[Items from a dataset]
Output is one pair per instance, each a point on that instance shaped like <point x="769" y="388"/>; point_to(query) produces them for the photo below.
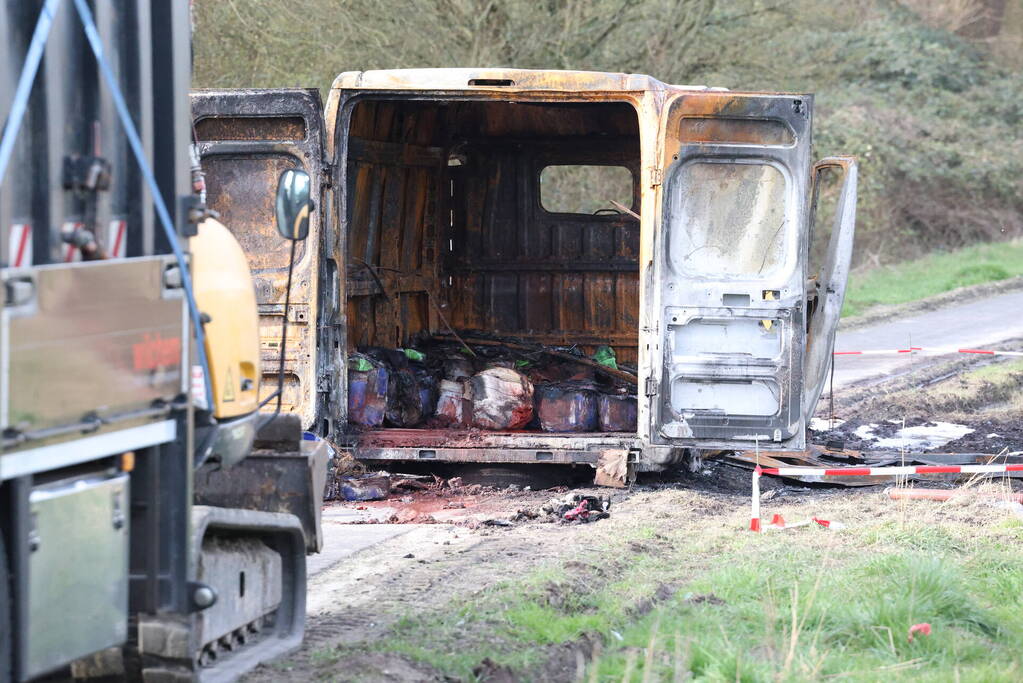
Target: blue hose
<point x="150" y="180"/>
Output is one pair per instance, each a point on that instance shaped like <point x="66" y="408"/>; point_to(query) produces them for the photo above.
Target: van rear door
<point x="729" y="285"/>
<point x="247" y="138"/>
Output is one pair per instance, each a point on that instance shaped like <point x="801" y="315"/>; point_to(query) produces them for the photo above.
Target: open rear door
<point x="827" y="283"/>
<point x="729" y="290"/>
<point x="247" y="138"/>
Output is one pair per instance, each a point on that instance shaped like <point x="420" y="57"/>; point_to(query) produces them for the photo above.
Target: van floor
<point x="450" y="438"/>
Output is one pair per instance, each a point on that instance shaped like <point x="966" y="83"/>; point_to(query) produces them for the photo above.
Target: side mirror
<point x="293" y="205"/>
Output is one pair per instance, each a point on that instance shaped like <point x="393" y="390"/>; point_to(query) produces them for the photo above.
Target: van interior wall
<point x="444" y="205"/>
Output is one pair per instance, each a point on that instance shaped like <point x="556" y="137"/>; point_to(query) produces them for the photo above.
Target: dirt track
<point x="361" y="598"/>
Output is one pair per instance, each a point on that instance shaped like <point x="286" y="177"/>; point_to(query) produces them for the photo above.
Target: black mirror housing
<point x="293" y="205"/>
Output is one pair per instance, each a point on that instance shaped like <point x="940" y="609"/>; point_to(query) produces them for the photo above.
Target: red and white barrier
<point x="868" y="471"/>
<point x="19" y="244"/>
<point x="936" y="351"/>
<point x="117" y="242"/>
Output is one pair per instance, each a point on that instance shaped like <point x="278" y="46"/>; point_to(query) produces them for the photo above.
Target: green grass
<point x="933" y="274"/>
<point x="808" y="604"/>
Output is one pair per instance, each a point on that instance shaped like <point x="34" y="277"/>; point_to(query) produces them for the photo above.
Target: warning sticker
<point x="228" y="394"/>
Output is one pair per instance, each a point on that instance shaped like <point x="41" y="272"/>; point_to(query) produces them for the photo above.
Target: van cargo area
<point x="493" y="241"/>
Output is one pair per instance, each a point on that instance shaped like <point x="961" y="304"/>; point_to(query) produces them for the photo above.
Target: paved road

§ **Task to carry out**:
Reproduce every entry word for word, but omit the pictures.

§ **Answer for the task**:
Output is one pair per instance, each a point on that instance shaped like <point x="769" y="388"/>; point_to(query) produces them for the photo below.
Target: blue hose
<point x="150" y="180"/>
Output is one pair per instance, each a point on that instance shaped like <point x="66" y="408"/>; point_to(query) produces them for the photo above.
Target: van rear door
<point x="729" y="285"/>
<point x="247" y="138"/>
Output is one pair per instance, each a point on that instance shaped like <point x="801" y="315"/>; point_to(query) produces them for the photo above.
Target: open rear door
<point x="827" y="283"/>
<point x="729" y="290"/>
<point x="247" y="138"/>
Output is one pair per instance, each a point on that instance shaped like <point x="420" y="57"/>; point_to(query) produces them for the photo above.
Target: van floor
<point x="450" y="438"/>
Output is one pair per instance, each a point on that instance shaped like <point x="966" y="83"/>; point_to(query) produces them for the photo above.
Target: side mirror
<point x="293" y="205"/>
Output is one pair per instance, each a point on that instance shaped like <point x="393" y="390"/>; point_to(query) produces them for the photo above.
Target: van interior wall
<point x="444" y="205"/>
Output is one pair per instance, each a point on that instance shaped like <point x="556" y="137"/>; point_to(query) produces them for the photo above.
Target: dirt track
<point x="361" y="598"/>
Output is one pair per instance, each a point on that instance shaped like <point x="286" y="177"/>; point_to(query) produces them for the photo above.
Target: black mirror housing
<point x="293" y="205"/>
Output is one pair per instance, each a point on that instance shaped like <point x="940" y="609"/>; point_to(query) produces them for the photo above.
Target: red and white barrier
<point x="868" y="471"/>
<point x="19" y="244"/>
<point x="936" y="351"/>
<point x="117" y="242"/>
Output is one pair per instance, each a point on that instance shaped like <point x="278" y="46"/>; point_to(query) produces them for the photo above.
Target: green grass
<point x="933" y="274"/>
<point x="808" y="604"/>
Output is one pair per instance, each a point on that instance shaped like <point x="34" y="277"/>; point_to(query) produces them for the photo above.
Target: warning sticker
<point x="228" y="394"/>
Output is one pair per instance, each a point on that instance shaped like <point x="41" y="272"/>; point_to(query) produces them for the photo above.
Target: van cargo area
<point x="493" y="241"/>
Output is one pair per instance, each a point on that instance shaped like <point x="961" y="304"/>; point_to(query) produces them for the photo above.
Target: paved road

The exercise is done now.